Stored dataset items:
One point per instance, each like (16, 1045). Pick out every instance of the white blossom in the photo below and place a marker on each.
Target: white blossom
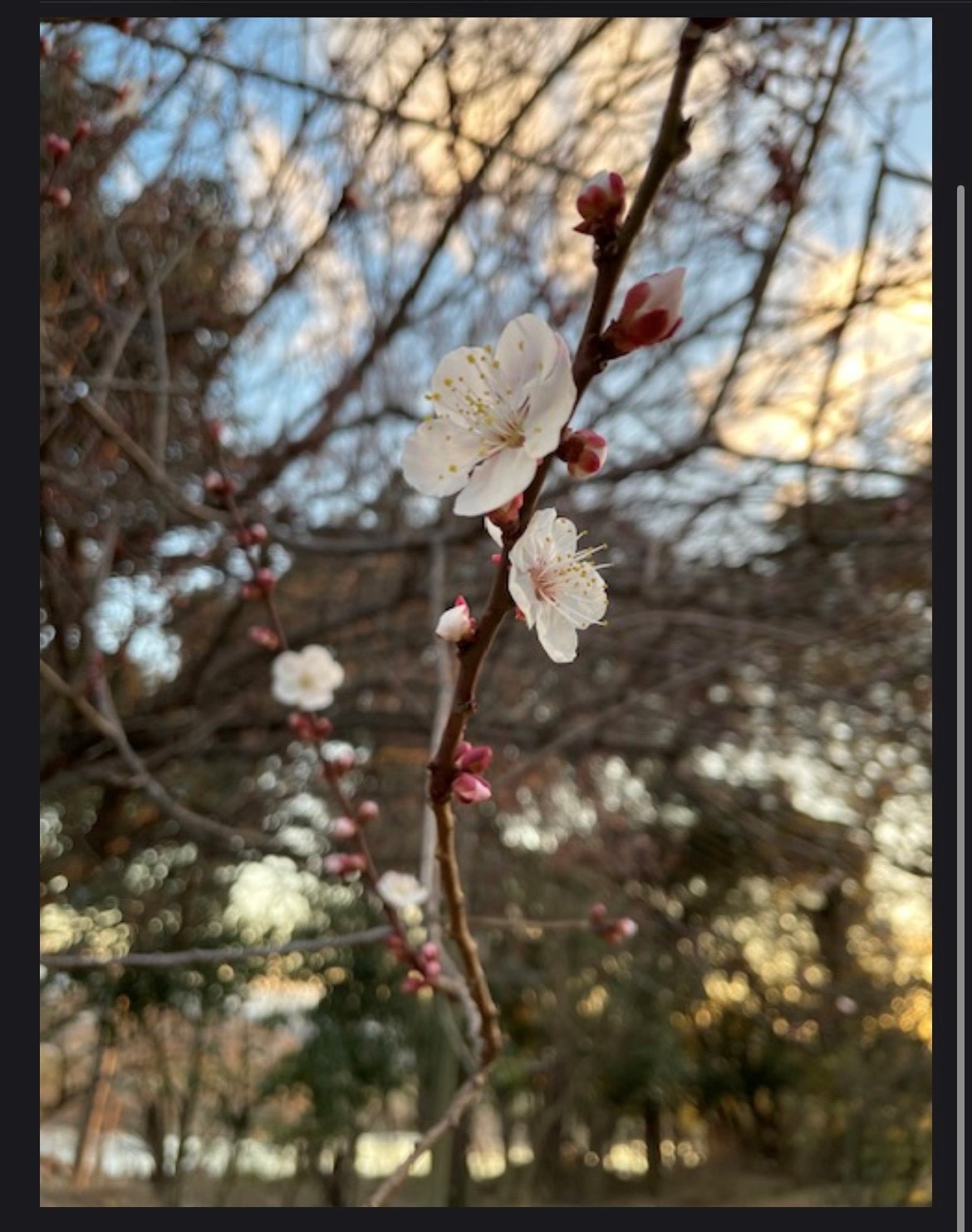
(497, 415)
(307, 678)
(456, 624)
(400, 890)
(556, 587)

--- WHAT IS NEEDED ---
Every entry above is to be repeated word for word, with all pictures omitted.

--- RESPONSE BOX ---
One point per instance, each like (16, 1045). Pick out every instance of the white blossom in the photo below and place a marker on each.
Target: white blossom
(497, 415)
(307, 678)
(456, 624)
(400, 890)
(556, 587)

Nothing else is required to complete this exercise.